* [Assigned task]
Repeat the entire listing exactly as written.

* [Supplied entries]
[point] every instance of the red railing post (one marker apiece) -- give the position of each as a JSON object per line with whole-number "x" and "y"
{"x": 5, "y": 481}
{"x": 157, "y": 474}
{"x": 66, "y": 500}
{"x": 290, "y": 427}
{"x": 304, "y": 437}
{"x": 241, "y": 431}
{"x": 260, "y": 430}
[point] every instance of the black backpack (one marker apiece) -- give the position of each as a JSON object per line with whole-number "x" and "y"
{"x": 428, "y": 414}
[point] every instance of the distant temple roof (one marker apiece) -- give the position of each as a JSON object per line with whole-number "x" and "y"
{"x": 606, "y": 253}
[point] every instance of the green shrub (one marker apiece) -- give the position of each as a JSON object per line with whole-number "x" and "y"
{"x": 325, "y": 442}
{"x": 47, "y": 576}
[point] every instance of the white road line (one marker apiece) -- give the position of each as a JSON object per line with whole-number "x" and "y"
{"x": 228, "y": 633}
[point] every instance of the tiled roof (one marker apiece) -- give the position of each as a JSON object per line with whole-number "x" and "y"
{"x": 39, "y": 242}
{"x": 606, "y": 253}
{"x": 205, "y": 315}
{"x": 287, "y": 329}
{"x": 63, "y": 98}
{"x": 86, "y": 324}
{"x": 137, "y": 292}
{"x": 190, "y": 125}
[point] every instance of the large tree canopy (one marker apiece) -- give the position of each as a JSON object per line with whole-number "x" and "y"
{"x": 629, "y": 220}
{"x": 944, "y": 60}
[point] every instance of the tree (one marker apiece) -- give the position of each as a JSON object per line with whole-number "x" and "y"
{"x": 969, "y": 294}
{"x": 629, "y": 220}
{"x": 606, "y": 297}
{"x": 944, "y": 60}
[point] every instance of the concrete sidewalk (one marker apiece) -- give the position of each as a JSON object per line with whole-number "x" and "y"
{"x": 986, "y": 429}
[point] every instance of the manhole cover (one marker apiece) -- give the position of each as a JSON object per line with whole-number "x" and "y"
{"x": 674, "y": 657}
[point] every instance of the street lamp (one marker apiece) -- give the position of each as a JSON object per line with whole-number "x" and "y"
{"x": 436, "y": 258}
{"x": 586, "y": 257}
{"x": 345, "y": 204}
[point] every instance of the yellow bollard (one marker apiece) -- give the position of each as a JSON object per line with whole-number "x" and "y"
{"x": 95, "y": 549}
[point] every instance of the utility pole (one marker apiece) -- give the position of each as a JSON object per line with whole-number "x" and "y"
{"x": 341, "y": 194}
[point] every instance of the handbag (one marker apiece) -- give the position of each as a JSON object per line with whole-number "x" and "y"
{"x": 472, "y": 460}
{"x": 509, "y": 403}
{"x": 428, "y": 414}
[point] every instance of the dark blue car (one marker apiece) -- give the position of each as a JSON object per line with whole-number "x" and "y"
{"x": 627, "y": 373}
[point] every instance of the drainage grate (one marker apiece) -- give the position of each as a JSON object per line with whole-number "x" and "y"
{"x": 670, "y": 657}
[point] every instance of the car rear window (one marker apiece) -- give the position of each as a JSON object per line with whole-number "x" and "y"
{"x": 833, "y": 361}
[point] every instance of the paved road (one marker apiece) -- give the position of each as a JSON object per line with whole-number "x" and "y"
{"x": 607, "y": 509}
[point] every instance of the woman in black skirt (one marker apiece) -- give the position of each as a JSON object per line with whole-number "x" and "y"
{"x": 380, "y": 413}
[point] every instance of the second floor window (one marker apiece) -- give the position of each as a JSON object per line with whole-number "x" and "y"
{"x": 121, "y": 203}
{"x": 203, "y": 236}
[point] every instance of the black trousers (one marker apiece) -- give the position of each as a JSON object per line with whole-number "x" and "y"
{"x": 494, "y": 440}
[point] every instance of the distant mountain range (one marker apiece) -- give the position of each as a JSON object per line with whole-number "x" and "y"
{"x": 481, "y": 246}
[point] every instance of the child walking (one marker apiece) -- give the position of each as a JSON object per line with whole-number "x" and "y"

* [Response]
[point] every instance of the red railing post (one marker apiece) -- give the position of each as a JSON object per line with whole-number "x" and "y"
{"x": 5, "y": 481}
{"x": 157, "y": 474}
{"x": 66, "y": 500}
{"x": 290, "y": 427}
{"x": 304, "y": 437}
{"x": 241, "y": 431}
{"x": 260, "y": 430}
[point] every instance of the black backpack (one marker apiece) -- give the position of each as a JSON object per line with whole-number "x" and "y"
{"x": 428, "y": 414}
[point] every instance of the distant temple roof (one marker apiece) -- give the position of each as a JSON object per line with whole-number "x" and "y"
{"x": 606, "y": 253}
[point] every instance of the green shrub (one marker apiece) -- give the position of each as a JSON object per line with whole-number "x" and "y"
{"x": 325, "y": 442}
{"x": 47, "y": 576}
[point] every instance of the white road line (one marker apiece) -- give the position of each as a JSON object per line with whole-number "x" and "y"
{"x": 228, "y": 633}
[point] every instance of the tiled roof (one marker apiece) -- give the position of each as a JSON object per line with whole-number "x" and "y"
{"x": 39, "y": 242}
{"x": 606, "y": 253}
{"x": 205, "y": 315}
{"x": 287, "y": 329}
{"x": 63, "y": 98}
{"x": 86, "y": 324}
{"x": 137, "y": 292}
{"x": 190, "y": 125}
[point] every instance of the large tree canopy (one marker apiece) -- give the position of each as a JSON object per line with whole-number "x" and "y"
{"x": 629, "y": 220}
{"x": 944, "y": 60}
[point] every instance of the tree (one marker apiece) -- give the position of each as a JSON object per line with whole-number "x" and "y"
{"x": 969, "y": 294}
{"x": 629, "y": 220}
{"x": 606, "y": 297}
{"x": 944, "y": 60}
[point] every instance of the concrete sidewalk (one marker apiece) -- give the position of each as a JSON object per line with whole-number "x" and "y"
{"x": 986, "y": 429}
[point] every instance of the manhole cover (one marker apiece) -- give the position of each as a JSON object per line with whole-number "x" and "y"
{"x": 674, "y": 657}
[point] every instance of the street lamp (one marker apiece) -- give the position of each as a JSON object per line with whole-number "x" and "y"
{"x": 436, "y": 258}
{"x": 586, "y": 257}
{"x": 345, "y": 204}
[point] every instance of the yellow bollard (one marker apiece) -- give the position of each as a JSON object per line with whole-number "x" and "y"
{"x": 95, "y": 549}
[point] every instance of the utility pole (one marker apiece) -- give the position of each as a JSON object per line with whole-number "x" and "y"
{"x": 341, "y": 194}
[point] every instance of the handbag (one marker apiece) -- give the position of each as a JSON object per line with whole-number "x" and "y"
{"x": 472, "y": 460}
{"x": 509, "y": 403}
{"x": 428, "y": 414}
[point] every instance of the dark blue car (one marker apiece) -- give the position of each as a JSON object per line with whole-number "x" and "y"
{"x": 627, "y": 373}
[point] every instance of the drainage grate (one marker apiece) -- give the position of each as a JSON object per line with whole-number "x" and "y"
{"x": 670, "y": 657}
[point] every instance of the car rear window (one marker apiece) -- give the position of each as a JSON object per line with whole-number "x" and "y"
{"x": 833, "y": 361}
[point] every instance of the paved road (one marker apiece) -- give the position of each as a JSON object per line with whole-number "x" and "y"
{"x": 607, "y": 509}
[point] every instance of the woman in black skirt (one marker apiece) -- give the position of each as a JSON object per line with whole-number "x" and "y"
{"x": 380, "y": 413}
[point] every instance of the second floor window (one marker apiece) -- give the position of each as a JSON object per line with whole-number "x" and "y"
{"x": 121, "y": 203}
{"x": 203, "y": 236}
[point] every instance of the black trousers (one marker apiece) -- give the position of each as a JSON object per line with whole-number "x" and "y"
{"x": 494, "y": 440}
[point] every instance of the distant mountain range (one marker apiece) -- give the position of each as a JSON object per line with whole-number "x" and "y"
{"x": 481, "y": 246}
[point] every instance of the child walking (one marker apiece) -- give the position of each as a JSON object per line with whole-number "x" and "y"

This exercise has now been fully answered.